Pages Navigation Menu

Ирен Ордуханя

Ирен Ордуханя

С Ирен Абеловной Ордуханян (1938 г. рождения) (рис. 8/1, 8/2) и ее дочерью, Агатой Ванунц (1963 г. рождения), более чем полуторачасовое интервью 15 декабря 2013 г. в Ереване провел Арутюн Марутян. Беседа велась частично по-русски, частично по-армянски.

Мой отец, Абел Искандарович Ордуханян, был арестован в октябре 1937 г., мать, Эвелину Вардановну Киракосян, не сослали, поскольку в это время она была беременна мной, должна была рожать. Поэтому мама благодаря мне осталась, я родился в марте, папа в это время уже сидел здесь в тюрьме. У меня есть и сестра, Карине, старше меня на три года.

Папа родился в 1902 г. в селе Шахат Сисианского района. Он был первым секретарем Алавердского района.[1] И когда его арестовали, обвинили в том, что там заводы стали производить мало продукции, всё стало хуже, что он будто устраивал саботаж, был врагом народа.[2]  Отец доказывал по документам, что всё было наоборот, пока не понял, что не имеет смысла что-либо доказывать. Это я рассказываю по рассказу мамы.

Мама моей мамы с тремя дочерьми бежала из Баку в 1918 г. Моя мама 1914 г. рождения.  Они бежали в Гюмри, поскольку вся родня бабушки была из Гюмри.  Папу моей мамы турки убили прямо в Баку в больнице [1918 г.].  Он оставил четырех сирот, и одна из дочерей умерла в 1918 г. Моя мама спустя годы работала на Ленинаканском текстильном комбинате, смелая, молодая, красивая девушка 18-19 лет. Здесь же она знакомится с папой: он был партийным работником, наверное поехал на завод для беседы с рабочими.  Ну, мама вышла замуж, и папа привез маму, а также бабушку и двух ее дочерей в Ереван.  Все вместе жили  в квартире на Алавердяна. “Говорят, что именно на эту квартиру зарились, когда писали донос”, – вступает в разговор Агата.  Была большая, хорошая квартира. Пришли и выгнали из квартиры [после ареста отца], маму отвели во двор типографии на улице Алавердян. Туда, где сейчас министерство культуры и другие, там раньше были хибары, нас туда бросили, и мы там выросли.

До тех пор пока не вернулся отец. В решении суда о реабилитации было написано приблизительно так: оправдан за отсутствием преступления. Дедо[3]  нехотя говорил, что ясно, кто написал донос. Хочу сказать, что отец ничего не подписывал, он был человеком из железа.[4] И поскольку он ничего не подписывал, его не могли приговорить к расстрелу, вроде такое помню. Насколько знаю, суд был.[5] Папу держали в тюрьме ереванского КГБ до апреля-мая, потом сослали в Сибирь. Мама рассказывала, что она, беременная, носила в тюрьму передачи [еду], там бывали огромные очереди, и как-то, рассказывает, в один из дней к этой очереди  подъезжают конные милиционеры, и один из них, руководитель, генерал Хворостян[6] [фамилия], стал избивать тех, кто принес передачу, говоря: “Разогнать эту контрреволю­цион­ную мразь”. И что интересно, этого человека спустя некоторое время тоже расстреляли.

Задание
В каком селе родился отец, о котором рассказывается в интервью с Ирен Ордуханян? Отвечайте, опираясь только на этот текст.

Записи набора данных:
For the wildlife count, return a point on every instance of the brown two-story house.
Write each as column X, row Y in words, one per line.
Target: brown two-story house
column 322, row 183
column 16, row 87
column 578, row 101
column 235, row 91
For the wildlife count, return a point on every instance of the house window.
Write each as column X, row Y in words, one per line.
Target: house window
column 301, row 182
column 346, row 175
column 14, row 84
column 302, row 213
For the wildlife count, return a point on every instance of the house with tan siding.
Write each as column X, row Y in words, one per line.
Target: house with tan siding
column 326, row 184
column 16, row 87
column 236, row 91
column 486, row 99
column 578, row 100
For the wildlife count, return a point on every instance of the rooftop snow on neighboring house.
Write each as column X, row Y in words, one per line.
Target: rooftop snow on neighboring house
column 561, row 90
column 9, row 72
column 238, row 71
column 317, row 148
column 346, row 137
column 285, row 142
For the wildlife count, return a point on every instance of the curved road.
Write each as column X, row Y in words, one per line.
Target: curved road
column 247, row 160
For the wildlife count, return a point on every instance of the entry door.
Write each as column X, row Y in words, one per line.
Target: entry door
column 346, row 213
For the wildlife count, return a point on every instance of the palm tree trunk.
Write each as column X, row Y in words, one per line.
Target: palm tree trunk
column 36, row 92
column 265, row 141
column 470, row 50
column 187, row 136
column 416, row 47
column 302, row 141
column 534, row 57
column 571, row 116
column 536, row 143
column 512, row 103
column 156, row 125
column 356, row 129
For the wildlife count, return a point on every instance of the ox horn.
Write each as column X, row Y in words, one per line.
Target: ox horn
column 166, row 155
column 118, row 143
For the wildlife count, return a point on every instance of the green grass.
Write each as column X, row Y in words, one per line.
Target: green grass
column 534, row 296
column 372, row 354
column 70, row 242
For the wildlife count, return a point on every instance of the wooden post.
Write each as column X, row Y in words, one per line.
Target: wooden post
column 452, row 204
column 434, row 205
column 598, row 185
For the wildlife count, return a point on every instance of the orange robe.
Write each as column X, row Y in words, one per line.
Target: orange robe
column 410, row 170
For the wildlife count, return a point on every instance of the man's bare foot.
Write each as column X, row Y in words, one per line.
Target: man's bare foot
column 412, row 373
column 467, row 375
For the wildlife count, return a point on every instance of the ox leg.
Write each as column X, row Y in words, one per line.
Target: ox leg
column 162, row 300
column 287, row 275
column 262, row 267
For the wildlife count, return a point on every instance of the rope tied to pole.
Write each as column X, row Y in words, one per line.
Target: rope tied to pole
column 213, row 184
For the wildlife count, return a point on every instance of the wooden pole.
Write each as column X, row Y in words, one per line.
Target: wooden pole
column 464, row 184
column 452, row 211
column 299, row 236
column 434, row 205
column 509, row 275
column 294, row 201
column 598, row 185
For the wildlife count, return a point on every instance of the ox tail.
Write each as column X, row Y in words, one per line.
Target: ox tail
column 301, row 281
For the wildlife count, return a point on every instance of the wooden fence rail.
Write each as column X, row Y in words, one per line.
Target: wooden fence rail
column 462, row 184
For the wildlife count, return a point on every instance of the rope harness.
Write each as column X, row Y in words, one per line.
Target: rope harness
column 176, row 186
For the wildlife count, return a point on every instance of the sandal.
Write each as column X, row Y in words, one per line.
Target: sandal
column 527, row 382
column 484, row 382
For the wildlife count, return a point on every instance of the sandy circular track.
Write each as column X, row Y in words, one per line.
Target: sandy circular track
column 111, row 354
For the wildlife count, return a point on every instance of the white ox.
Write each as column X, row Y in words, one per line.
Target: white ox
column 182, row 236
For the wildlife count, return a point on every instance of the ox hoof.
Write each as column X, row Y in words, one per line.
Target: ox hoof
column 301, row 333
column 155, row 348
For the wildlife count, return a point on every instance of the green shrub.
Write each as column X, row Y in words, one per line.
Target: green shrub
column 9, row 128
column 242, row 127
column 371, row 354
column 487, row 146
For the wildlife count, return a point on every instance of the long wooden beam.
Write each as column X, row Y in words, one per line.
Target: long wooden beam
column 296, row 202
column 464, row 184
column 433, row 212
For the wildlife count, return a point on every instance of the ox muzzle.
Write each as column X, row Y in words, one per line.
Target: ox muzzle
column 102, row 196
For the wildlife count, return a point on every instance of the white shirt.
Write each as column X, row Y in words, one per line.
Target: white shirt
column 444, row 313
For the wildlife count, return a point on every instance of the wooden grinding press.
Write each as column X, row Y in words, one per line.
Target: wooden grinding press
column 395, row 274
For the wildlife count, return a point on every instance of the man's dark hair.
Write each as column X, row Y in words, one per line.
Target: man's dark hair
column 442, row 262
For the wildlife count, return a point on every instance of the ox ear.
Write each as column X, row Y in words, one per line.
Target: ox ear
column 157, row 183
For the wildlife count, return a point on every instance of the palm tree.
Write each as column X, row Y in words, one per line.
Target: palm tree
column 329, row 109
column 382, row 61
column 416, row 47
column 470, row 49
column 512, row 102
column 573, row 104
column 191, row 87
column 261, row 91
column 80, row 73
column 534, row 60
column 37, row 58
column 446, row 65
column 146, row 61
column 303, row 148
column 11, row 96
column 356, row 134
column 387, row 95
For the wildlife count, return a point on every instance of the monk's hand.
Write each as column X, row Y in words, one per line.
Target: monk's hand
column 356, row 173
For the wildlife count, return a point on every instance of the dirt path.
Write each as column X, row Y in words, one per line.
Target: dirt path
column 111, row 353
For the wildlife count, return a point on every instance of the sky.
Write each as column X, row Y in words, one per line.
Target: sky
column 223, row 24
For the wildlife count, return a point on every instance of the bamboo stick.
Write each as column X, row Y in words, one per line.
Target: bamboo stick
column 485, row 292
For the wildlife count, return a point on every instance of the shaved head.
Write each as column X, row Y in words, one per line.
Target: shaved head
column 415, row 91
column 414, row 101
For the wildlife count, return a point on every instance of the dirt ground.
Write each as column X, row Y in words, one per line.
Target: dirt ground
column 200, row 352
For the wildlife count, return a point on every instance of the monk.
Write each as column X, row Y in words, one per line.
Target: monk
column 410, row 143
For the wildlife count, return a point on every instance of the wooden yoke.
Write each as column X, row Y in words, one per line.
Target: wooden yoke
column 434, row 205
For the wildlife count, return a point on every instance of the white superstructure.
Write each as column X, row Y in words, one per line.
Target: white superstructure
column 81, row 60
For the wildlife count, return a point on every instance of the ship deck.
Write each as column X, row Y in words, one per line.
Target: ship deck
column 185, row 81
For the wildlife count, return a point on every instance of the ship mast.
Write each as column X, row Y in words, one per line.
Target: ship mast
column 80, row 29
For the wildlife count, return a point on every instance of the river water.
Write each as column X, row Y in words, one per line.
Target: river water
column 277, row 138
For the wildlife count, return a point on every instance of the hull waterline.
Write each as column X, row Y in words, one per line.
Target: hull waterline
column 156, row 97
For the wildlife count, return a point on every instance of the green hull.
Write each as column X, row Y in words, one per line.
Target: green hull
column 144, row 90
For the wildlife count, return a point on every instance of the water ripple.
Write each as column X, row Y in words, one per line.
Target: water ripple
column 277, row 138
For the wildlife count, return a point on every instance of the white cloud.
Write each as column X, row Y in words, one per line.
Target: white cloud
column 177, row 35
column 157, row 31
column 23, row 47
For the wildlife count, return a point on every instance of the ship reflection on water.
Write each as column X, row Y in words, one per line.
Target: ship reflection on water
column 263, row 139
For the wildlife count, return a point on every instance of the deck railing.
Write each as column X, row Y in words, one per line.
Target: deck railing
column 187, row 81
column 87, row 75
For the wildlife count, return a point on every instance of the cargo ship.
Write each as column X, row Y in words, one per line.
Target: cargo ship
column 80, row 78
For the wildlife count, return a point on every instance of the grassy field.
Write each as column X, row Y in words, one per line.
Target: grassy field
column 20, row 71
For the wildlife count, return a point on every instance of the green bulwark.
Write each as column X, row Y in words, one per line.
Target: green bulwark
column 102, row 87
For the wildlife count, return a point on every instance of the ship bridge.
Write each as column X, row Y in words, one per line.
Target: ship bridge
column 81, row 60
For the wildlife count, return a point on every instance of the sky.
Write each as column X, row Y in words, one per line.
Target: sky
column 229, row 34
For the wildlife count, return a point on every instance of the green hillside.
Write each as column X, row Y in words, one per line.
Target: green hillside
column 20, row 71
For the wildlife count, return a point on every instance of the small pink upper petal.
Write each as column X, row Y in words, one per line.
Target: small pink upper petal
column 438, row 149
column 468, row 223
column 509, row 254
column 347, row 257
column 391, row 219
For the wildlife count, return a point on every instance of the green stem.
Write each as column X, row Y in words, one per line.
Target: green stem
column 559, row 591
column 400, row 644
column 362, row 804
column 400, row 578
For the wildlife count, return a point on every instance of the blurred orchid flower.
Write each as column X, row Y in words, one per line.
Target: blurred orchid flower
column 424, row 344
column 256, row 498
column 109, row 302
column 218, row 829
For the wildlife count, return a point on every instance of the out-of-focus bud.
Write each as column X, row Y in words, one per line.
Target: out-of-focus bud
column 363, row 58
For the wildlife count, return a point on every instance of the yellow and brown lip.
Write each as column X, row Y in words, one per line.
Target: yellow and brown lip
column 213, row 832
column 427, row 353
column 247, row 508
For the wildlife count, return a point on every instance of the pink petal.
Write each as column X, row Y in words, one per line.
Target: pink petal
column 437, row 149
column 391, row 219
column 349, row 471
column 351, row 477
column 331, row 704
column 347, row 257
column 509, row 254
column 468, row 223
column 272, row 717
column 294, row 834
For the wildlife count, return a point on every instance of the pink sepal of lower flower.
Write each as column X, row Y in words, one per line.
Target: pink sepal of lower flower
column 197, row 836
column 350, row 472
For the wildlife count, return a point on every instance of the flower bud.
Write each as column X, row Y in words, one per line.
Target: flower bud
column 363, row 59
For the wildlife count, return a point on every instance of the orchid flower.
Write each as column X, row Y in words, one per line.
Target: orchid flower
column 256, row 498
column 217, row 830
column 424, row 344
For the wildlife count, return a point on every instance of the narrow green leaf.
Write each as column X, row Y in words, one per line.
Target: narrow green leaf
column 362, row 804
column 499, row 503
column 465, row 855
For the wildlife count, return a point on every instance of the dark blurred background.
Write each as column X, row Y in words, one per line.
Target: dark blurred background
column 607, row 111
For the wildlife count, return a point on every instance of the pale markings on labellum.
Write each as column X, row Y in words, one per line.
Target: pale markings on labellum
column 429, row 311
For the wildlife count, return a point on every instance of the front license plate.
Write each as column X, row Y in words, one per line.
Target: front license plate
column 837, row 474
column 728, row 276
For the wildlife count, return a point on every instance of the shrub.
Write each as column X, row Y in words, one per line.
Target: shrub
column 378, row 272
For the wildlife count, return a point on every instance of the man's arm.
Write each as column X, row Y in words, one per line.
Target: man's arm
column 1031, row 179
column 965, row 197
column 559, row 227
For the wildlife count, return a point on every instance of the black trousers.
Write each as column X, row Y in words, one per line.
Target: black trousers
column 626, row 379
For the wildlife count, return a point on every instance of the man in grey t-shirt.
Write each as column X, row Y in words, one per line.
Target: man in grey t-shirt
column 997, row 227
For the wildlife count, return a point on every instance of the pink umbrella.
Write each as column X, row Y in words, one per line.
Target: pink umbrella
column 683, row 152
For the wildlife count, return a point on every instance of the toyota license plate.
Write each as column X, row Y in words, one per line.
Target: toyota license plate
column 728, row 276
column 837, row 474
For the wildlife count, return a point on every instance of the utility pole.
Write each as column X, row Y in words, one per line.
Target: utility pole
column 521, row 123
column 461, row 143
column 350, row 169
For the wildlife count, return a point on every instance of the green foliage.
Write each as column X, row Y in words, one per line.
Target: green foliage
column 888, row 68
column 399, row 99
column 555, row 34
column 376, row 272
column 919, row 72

Ваш ответ
В селе Шахат Сисианского района.